(Stored items)
• • • • •
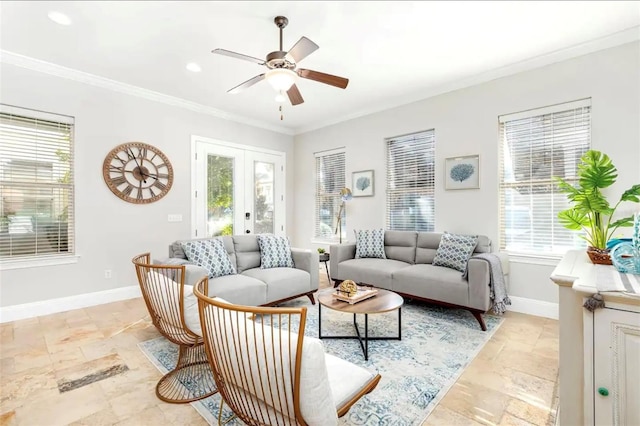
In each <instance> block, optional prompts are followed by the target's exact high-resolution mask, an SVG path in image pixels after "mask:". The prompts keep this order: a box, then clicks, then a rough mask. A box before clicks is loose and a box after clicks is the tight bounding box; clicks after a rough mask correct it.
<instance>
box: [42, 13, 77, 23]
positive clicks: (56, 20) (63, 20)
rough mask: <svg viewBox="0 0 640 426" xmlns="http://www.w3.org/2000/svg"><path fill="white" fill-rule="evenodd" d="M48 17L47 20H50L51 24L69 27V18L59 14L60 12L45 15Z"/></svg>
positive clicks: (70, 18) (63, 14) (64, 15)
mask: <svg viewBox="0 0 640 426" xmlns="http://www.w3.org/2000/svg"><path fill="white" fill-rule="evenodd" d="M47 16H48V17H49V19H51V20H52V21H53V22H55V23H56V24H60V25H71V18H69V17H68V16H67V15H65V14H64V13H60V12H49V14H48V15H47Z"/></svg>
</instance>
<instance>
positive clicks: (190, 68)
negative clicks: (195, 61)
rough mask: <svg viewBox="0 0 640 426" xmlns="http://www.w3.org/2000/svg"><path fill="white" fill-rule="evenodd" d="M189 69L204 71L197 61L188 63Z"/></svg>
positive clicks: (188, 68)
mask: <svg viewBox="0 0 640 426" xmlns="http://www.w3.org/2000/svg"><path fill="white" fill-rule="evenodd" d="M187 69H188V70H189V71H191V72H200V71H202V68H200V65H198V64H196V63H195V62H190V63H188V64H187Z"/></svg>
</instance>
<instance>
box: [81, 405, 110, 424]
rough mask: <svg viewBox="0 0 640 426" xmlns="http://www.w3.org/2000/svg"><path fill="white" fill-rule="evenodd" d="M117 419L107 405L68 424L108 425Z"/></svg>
• • • • •
_Assigned task_
Retype all entries exactly as they appear, dropping the images.

_Finished task_
In each <instance> block, optional prompts are followed by the target's exact high-resolution mask, an SVG path in image pixels after "mask:". The prompts keep this order: a box, then clicks, then a rough mask. A box before clicks is loose and a box after clicks is the tight bounding box; clicks after a rough mask correct it.
<instance>
box: [42, 13, 77, 23]
positive clicks: (56, 20) (63, 20)
rough mask: <svg viewBox="0 0 640 426" xmlns="http://www.w3.org/2000/svg"><path fill="white" fill-rule="evenodd" d="M48 17L47 20H50L51 24L69 27V18L59 14L60 12L45 15Z"/></svg>
positive clicks: (70, 18) (63, 14) (64, 15)
mask: <svg viewBox="0 0 640 426" xmlns="http://www.w3.org/2000/svg"><path fill="white" fill-rule="evenodd" d="M47 16H48V17H49V19H51V20H52V21H53V22H55V23H56V24H60V25H71V18H69V17H68V16H67V15H65V14H64V13H60V12H49V14H48V15H47Z"/></svg>
</instance>
<instance>
positive clicks: (190, 68)
negative clicks: (195, 61)
rough mask: <svg viewBox="0 0 640 426" xmlns="http://www.w3.org/2000/svg"><path fill="white" fill-rule="evenodd" d="M189 69L204 71L197 61L188 63Z"/></svg>
positive clicks: (188, 68)
mask: <svg viewBox="0 0 640 426" xmlns="http://www.w3.org/2000/svg"><path fill="white" fill-rule="evenodd" d="M187 69H188V70H189V71H191V72H200V71H202V68H200V65H198V64H196V63H195V62H190V63H188V64H187Z"/></svg>
</instance>
<instance>
box: [81, 405, 110, 424]
rough mask: <svg viewBox="0 0 640 426" xmlns="http://www.w3.org/2000/svg"><path fill="white" fill-rule="evenodd" d="M117 419L107 405L68 424L108 425Z"/></svg>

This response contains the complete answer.